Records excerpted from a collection
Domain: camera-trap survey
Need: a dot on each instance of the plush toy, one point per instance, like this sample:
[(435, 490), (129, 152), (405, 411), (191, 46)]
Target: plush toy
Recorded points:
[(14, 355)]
--
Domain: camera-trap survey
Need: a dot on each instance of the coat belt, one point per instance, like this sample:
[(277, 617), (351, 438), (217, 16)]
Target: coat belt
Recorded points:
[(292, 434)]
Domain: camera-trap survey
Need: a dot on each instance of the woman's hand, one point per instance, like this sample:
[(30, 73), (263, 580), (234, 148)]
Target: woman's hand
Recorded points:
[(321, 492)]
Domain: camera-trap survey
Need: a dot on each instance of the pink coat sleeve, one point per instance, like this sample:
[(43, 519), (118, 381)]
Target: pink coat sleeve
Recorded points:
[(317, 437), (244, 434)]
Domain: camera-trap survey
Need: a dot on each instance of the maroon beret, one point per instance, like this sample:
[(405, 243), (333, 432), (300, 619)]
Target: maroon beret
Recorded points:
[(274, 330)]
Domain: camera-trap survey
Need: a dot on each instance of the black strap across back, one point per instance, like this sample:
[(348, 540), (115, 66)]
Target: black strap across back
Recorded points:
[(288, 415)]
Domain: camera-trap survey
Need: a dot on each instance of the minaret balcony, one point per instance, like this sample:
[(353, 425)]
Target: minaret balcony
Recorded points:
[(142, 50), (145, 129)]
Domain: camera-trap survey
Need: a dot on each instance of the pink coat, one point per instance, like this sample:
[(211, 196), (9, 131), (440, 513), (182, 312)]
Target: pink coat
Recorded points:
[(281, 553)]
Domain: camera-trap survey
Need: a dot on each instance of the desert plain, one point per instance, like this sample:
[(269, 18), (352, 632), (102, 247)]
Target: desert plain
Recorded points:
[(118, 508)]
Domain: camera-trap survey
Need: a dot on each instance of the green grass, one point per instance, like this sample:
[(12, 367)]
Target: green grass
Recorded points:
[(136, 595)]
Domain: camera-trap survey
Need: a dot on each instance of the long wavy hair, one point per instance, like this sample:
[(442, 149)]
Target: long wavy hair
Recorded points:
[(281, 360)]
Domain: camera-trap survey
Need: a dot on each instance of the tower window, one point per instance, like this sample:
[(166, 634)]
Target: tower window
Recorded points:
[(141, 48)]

-- TO DO --
Scan the data above; copy every line where "wavy" appears.

-- FINISHED TASK --
Need: a dot on each instance of the long wavy hair, one point per instance, like this sample:
Target: long wavy hair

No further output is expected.